Identify every line of the listing below that contains the string "peta", and copy each of those lines.
[Start of Exercise inputs]
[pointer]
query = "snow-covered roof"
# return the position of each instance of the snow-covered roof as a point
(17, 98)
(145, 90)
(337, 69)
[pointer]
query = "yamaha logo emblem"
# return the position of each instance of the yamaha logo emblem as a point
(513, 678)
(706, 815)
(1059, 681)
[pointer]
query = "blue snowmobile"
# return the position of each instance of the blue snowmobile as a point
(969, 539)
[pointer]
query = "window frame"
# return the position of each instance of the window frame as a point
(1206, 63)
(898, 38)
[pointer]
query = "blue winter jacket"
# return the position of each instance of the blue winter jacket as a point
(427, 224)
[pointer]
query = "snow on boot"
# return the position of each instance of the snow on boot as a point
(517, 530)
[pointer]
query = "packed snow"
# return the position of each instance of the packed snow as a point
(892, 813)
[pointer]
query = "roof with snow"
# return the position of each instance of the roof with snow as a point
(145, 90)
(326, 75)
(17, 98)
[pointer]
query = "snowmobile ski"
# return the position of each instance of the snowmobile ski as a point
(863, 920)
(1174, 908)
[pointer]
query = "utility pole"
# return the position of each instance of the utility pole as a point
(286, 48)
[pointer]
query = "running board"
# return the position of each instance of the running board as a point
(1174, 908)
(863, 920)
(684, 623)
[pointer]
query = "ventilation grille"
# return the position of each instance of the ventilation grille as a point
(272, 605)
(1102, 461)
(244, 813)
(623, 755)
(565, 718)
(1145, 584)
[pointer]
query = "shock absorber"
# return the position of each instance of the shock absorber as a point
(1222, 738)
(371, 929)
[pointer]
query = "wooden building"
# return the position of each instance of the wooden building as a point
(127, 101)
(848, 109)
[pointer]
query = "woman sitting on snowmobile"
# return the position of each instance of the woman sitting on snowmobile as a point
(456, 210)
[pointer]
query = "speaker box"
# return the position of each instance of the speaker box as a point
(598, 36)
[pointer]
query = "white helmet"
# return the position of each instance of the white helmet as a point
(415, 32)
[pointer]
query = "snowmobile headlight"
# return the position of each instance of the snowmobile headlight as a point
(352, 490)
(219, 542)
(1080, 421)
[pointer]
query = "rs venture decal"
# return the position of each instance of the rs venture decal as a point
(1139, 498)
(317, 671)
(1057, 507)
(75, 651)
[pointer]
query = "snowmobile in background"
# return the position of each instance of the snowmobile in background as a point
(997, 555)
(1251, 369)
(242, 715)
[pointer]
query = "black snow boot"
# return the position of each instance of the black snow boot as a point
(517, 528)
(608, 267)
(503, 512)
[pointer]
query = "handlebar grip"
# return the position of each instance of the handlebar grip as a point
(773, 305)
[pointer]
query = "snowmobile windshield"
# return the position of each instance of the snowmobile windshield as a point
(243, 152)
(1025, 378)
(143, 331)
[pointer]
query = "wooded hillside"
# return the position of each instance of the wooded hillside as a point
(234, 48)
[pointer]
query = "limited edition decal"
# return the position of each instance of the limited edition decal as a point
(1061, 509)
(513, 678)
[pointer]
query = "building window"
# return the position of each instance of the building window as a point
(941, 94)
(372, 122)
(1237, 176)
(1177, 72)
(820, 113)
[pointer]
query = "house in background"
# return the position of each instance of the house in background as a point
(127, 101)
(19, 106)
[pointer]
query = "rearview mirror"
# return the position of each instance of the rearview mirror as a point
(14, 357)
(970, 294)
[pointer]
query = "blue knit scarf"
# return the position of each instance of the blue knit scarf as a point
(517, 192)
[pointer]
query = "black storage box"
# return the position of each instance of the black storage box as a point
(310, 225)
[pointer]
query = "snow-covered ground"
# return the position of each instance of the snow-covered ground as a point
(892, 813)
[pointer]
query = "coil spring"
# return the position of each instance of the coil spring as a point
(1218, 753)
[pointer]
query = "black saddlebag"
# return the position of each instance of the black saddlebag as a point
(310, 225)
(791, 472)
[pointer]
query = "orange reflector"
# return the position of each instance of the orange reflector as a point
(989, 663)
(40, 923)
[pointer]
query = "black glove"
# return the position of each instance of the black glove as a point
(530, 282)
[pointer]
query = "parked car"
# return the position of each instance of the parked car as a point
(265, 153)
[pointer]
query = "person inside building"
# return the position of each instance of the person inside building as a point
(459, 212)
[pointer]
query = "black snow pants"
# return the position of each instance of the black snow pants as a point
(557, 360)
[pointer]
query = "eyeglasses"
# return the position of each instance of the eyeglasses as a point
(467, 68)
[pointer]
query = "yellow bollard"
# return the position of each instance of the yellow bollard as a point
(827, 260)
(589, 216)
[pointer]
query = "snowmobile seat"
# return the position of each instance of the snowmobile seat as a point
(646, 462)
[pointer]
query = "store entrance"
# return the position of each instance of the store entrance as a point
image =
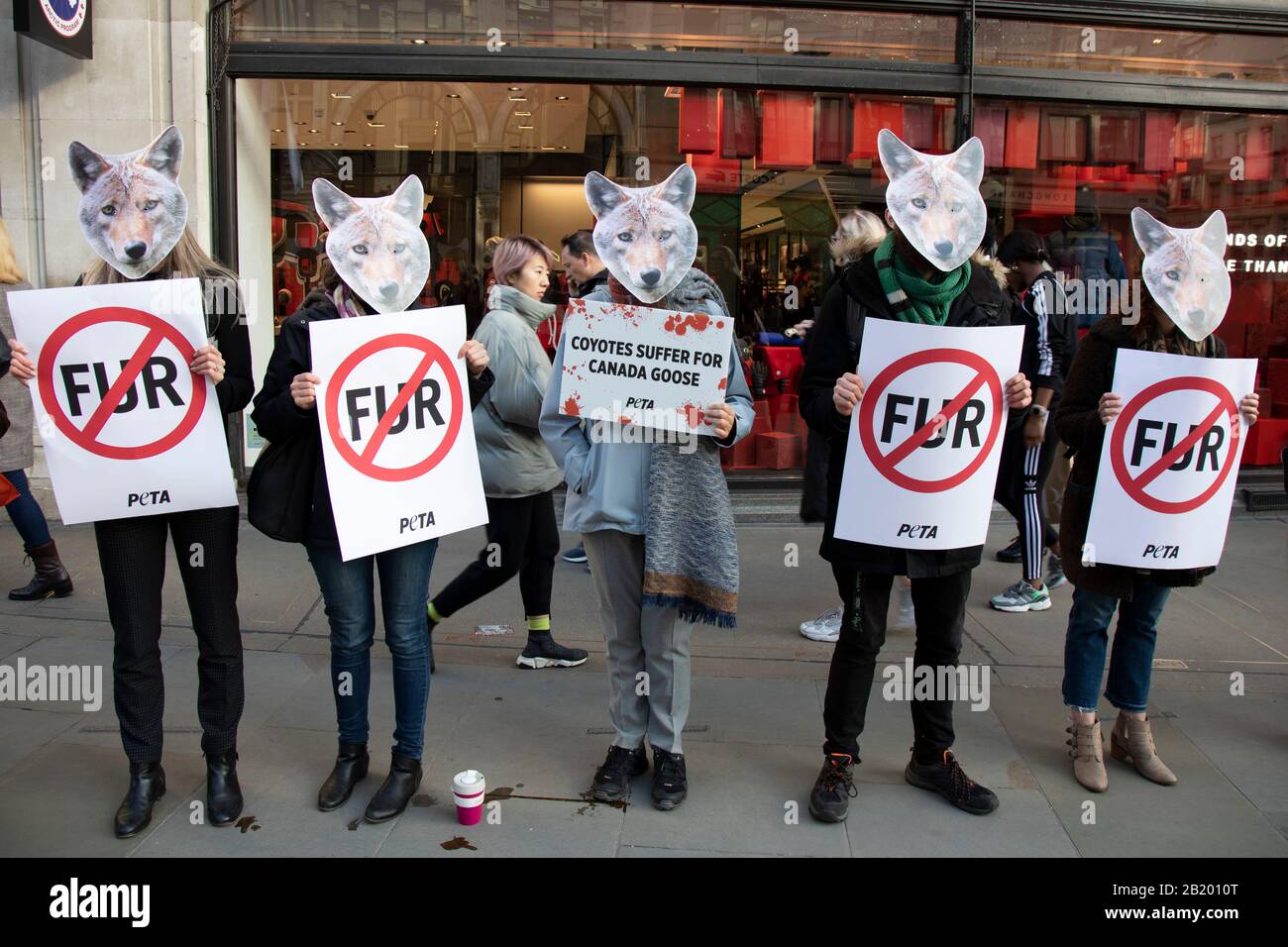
(777, 171)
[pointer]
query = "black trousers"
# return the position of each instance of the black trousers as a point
(940, 608)
(523, 538)
(1020, 480)
(132, 553)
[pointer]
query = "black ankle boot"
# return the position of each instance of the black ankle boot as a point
(147, 785)
(351, 768)
(223, 791)
(395, 791)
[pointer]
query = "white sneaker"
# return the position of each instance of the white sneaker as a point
(905, 616)
(824, 628)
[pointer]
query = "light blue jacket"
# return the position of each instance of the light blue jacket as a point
(608, 479)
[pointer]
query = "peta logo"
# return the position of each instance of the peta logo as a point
(73, 899)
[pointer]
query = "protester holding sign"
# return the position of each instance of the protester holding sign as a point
(377, 261)
(655, 517)
(519, 474)
(1189, 291)
(134, 215)
(919, 273)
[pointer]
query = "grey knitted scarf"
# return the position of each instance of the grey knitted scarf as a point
(691, 547)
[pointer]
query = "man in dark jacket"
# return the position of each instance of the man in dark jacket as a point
(864, 573)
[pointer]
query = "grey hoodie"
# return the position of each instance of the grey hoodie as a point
(513, 458)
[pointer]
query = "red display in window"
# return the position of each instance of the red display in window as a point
(699, 118)
(870, 118)
(786, 131)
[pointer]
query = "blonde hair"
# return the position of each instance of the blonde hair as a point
(9, 269)
(857, 234)
(185, 260)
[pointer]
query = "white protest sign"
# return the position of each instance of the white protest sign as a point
(128, 429)
(397, 431)
(926, 438)
(1170, 462)
(635, 365)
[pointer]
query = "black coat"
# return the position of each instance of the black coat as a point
(277, 418)
(1081, 429)
(831, 355)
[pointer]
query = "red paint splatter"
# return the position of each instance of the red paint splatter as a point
(696, 321)
(694, 414)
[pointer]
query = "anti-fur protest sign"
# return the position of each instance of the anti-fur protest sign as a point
(1170, 462)
(635, 365)
(397, 432)
(128, 428)
(926, 438)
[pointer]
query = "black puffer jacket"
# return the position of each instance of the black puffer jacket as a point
(277, 418)
(831, 355)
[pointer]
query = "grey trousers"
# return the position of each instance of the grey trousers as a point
(648, 648)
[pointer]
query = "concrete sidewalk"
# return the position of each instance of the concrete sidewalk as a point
(752, 742)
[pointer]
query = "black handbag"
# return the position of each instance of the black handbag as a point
(279, 492)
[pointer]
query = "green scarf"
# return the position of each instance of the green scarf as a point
(912, 298)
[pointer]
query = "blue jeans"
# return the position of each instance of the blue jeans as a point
(1132, 656)
(351, 609)
(25, 512)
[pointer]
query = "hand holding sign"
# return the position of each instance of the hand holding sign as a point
(207, 361)
(848, 393)
(20, 365)
(1109, 407)
(476, 357)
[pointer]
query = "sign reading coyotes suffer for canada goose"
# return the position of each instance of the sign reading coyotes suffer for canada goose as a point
(128, 429)
(636, 365)
(1170, 462)
(397, 431)
(926, 438)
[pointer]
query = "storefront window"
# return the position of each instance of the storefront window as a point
(605, 25)
(1039, 46)
(1073, 174)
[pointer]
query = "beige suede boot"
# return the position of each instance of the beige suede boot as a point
(1087, 750)
(1132, 738)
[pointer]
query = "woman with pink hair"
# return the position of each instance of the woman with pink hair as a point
(519, 475)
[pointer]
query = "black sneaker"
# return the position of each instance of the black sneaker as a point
(613, 779)
(670, 785)
(546, 652)
(829, 801)
(947, 777)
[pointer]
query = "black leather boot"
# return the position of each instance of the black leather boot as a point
(351, 768)
(223, 791)
(147, 785)
(395, 791)
(51, 579)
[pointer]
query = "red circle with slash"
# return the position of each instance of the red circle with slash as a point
(86, 437)
(1134, 486)
(887, 463)
(365, 463)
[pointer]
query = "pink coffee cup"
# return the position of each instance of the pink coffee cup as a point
(468, 789)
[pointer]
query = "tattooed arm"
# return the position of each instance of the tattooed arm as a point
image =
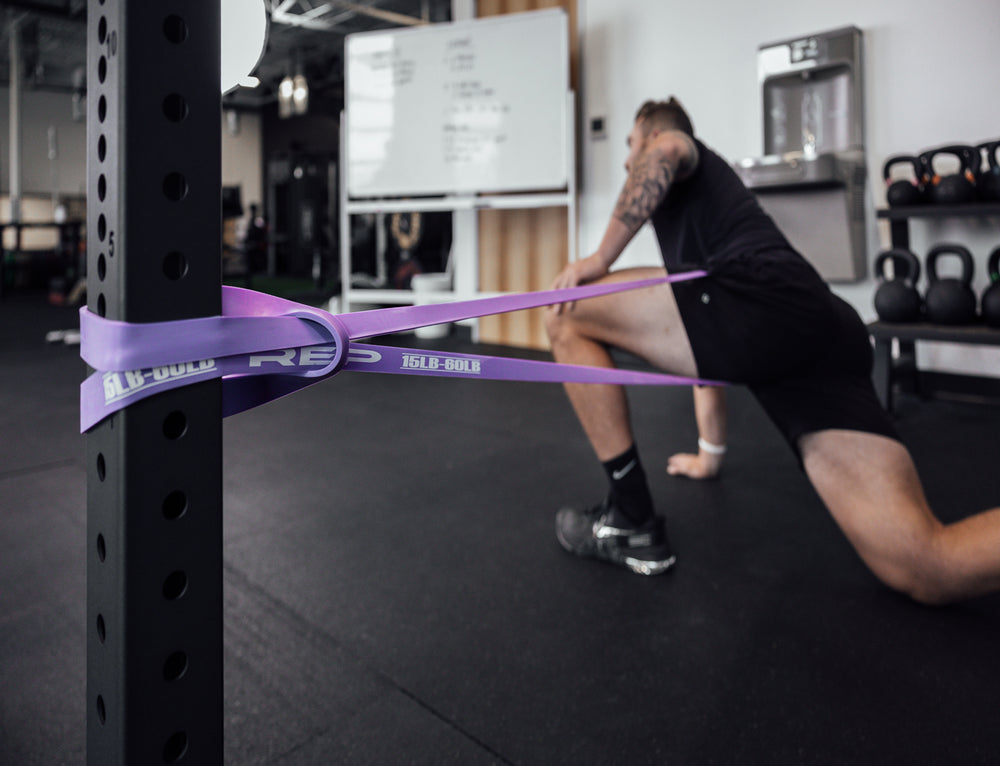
(650, 178)
(666, 157)
(669, 156)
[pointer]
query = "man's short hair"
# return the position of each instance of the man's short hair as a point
(665, 115)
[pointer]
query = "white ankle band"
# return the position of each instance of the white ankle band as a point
(711, 449)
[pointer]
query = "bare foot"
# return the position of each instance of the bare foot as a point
(700, 466)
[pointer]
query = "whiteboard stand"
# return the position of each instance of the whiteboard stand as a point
(464, 263)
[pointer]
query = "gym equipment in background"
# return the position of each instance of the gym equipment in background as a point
(953, 188)
(897, 299)
(901, 192)
(950, 300)
(988, 181)
(990, 302)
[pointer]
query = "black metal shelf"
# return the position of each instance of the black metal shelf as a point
(899, 217)
(939, 210)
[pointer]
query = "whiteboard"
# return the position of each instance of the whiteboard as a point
(461, 107)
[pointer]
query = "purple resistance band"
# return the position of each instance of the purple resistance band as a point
(265, 347)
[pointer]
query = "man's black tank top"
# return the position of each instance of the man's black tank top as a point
(710, 217)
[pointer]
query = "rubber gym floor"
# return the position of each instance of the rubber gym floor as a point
(394, 593)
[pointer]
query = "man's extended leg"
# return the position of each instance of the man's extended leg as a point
(623, 529)
(871, 487)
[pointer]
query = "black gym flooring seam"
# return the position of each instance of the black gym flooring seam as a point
(394, 592)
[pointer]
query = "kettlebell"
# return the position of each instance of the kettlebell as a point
(988, 181)
(991, 297)
(901, 192)
(950, 300)
(897, 299)
(956, 187)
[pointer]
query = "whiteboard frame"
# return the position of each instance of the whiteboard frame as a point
(459, 261)
(568, 117)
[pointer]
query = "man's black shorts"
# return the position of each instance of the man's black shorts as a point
(770, 322)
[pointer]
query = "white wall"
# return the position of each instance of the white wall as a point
(243, 158)
(67, 174)
(930, 79)
(242, 162)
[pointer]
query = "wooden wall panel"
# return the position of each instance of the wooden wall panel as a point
(522, 250)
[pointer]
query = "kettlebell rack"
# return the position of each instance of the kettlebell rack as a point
(899, 217)
(888, 372)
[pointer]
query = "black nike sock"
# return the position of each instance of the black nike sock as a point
(629, 489)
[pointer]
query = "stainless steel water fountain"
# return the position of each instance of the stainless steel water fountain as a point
(811, 179)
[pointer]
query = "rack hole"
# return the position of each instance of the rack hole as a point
(175, 29)
(175, 585)
(175, 425)
(174, 265)
(174, 505)
(174, 187)
(175, 666)
(175, 747)
(175, 107)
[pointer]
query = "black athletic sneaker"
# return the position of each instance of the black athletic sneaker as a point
(603, 532)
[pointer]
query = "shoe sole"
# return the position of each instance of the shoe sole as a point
(638, 566)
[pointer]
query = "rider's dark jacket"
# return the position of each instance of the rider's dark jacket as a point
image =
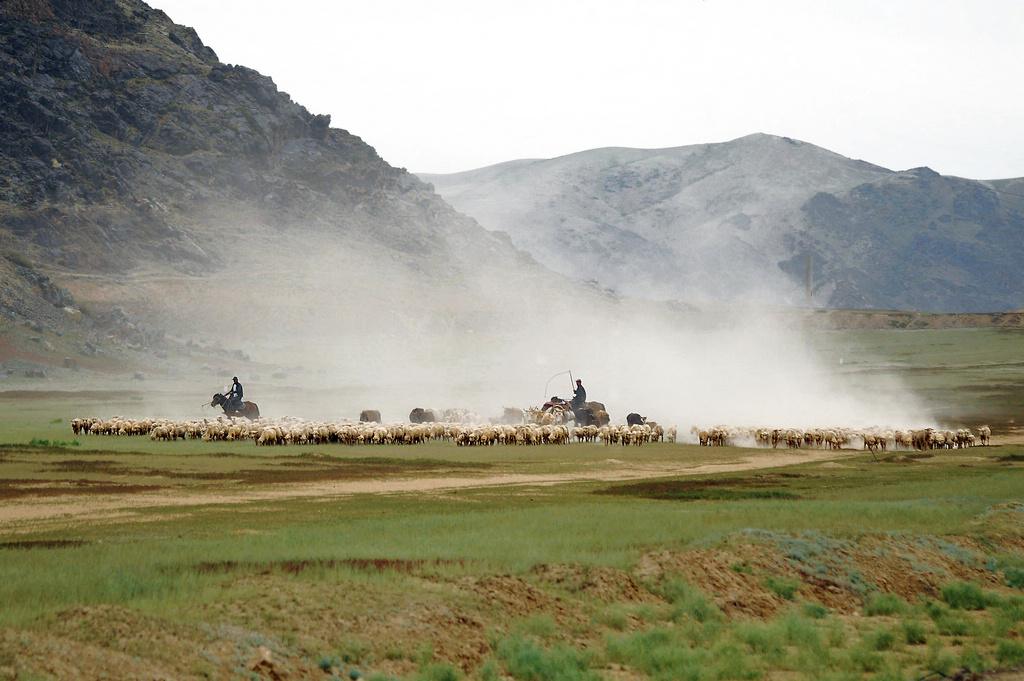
(579, 395)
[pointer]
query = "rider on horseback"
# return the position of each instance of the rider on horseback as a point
(235, 395)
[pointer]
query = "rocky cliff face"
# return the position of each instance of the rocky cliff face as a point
(114, 121)
(140, 174)
(741, 220)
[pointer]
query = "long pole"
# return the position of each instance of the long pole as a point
(549, 383)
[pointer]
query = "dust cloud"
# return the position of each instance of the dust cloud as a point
(331, 329)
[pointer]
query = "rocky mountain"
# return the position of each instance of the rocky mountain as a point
(144, 183)
(747, 220)
(168, 220)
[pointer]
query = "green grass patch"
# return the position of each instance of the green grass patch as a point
(884, 604)
(526, 661)
(782, 587)
(964, 596)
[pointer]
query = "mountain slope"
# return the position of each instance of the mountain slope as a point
(142, 180)
(739, 221)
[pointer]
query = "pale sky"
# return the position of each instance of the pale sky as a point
(448, 85)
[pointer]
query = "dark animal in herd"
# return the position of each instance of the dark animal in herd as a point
(420, 415)
(249, 410)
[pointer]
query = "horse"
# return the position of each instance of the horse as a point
(249, 410)
(592, 414)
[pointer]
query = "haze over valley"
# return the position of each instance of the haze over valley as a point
(168, 220)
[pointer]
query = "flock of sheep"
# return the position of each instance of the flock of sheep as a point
(461, 429)
(835, 438)
(297, 431)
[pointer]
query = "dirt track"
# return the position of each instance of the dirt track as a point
(37, 513)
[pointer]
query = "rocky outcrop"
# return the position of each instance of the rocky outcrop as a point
(115, 122)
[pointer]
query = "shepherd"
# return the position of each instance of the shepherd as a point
(235, 395)
(579, 397)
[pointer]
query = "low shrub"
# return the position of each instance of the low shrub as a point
(885, 604)
(914, 633)
(528, 662)
(1014, 577)
(964, 596)
(784, 588)
(1010, 653)
(815, 610)
(438, 673)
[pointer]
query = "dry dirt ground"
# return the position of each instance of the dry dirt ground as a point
(290, 628)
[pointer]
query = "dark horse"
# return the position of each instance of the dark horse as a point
(248, 411)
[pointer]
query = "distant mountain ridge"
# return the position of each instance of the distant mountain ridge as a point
(143, 179)
(740, 221)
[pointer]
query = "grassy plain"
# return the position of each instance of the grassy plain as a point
(128, 558)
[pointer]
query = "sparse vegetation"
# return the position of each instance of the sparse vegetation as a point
(293, 571)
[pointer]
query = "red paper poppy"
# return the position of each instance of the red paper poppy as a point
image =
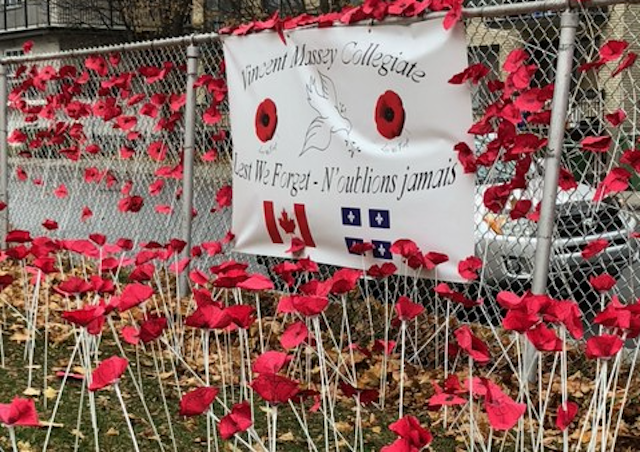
(389, 115)
(270, 362)
(502, 411)
(382, 271)
(470, 343)
(544, 338)
(628, 61)
(134, 295)
(241, 315)
(474, 73)
(20, 412)
(604, 346)
(256, 282)
(198, 401)
(409, 428)
(616, 181)
(294, 335)
(237, 421)
(603, 282)
(408, 310)
(566, 415)
(275, 389)
(594, 247)
(344, 280)
(152, 328)
(108, 372)
(266, 120)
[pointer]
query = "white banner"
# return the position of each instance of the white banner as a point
(346, 134)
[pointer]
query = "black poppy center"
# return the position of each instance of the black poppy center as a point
(264, 119)
(388, 114)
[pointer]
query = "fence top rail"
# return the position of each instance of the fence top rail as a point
(510, 9)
[End of Exercise inputs]
**Result for this exercise**
query = "peta logo"
# return the position of each instance of the peta logo as a point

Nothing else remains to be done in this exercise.